Data for the task:
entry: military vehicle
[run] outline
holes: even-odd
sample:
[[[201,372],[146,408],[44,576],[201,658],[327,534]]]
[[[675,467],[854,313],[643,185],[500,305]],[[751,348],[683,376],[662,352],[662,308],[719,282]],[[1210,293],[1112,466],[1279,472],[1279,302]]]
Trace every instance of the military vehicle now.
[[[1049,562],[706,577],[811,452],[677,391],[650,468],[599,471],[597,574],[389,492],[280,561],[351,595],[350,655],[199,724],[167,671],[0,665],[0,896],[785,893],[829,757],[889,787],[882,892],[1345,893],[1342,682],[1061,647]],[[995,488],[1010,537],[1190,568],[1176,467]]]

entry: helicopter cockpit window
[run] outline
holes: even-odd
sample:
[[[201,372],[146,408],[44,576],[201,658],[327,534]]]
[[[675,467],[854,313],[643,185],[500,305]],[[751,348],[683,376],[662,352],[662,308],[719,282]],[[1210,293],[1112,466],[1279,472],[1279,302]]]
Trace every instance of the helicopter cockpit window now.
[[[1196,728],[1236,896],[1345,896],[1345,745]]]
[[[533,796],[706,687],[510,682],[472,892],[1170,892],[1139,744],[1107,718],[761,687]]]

Instructions to follow:
Copy out every line of both entries above verbatim, changing and omitting nothing.

Answer to this task:
entry: military vehicle
[run] outline
holes: even-odd
sample:
[[[201,372],[146,408],[44,576],[201,658],[327,534]]]
[[[675,467],[854,313],[643,185],[500,305]],[[751,348],[683,376],[662,352],[662,308],[719,282]],[[1210,293],[1112,466],[1279,472],[1279,302]]]
Trace every instance of the military vehicle now.
[[[1049,562],[706,577],[811,452],[677,391],[650,468],[599,471],[597,574],[389,492],[280,561],[351,595],[350,655],[199,724],[167,671],[0,665],[0,896],[785,893],[829,757],[889,787],[882,892],[1345,893],[1342,682],[1061,647]],[[995,488],[1010,537],[1190,568],[1176,467]]]

entry: helicopter cockpit window
[run] outline
holes: even-odd
sample:
[[[201,372],[146,408],[44,576],[201,658],[327,534]]]
[[[675,467],[854,313],[643,185],[500,305]],[[751,348],[683,376],[662,352],[662,308],[719,282]],[[1210,293],[1112,466],[1279,472],[1279,302]]]
Trace every instance of the helicopter cockpit window now.
[[[1196,728],[1236,896],[1345,896],[1345,745]]]
[[[533,796],[706,687],[510,682],[472,892],[1170,892],[1139,744],[1107,718],[761,687]]]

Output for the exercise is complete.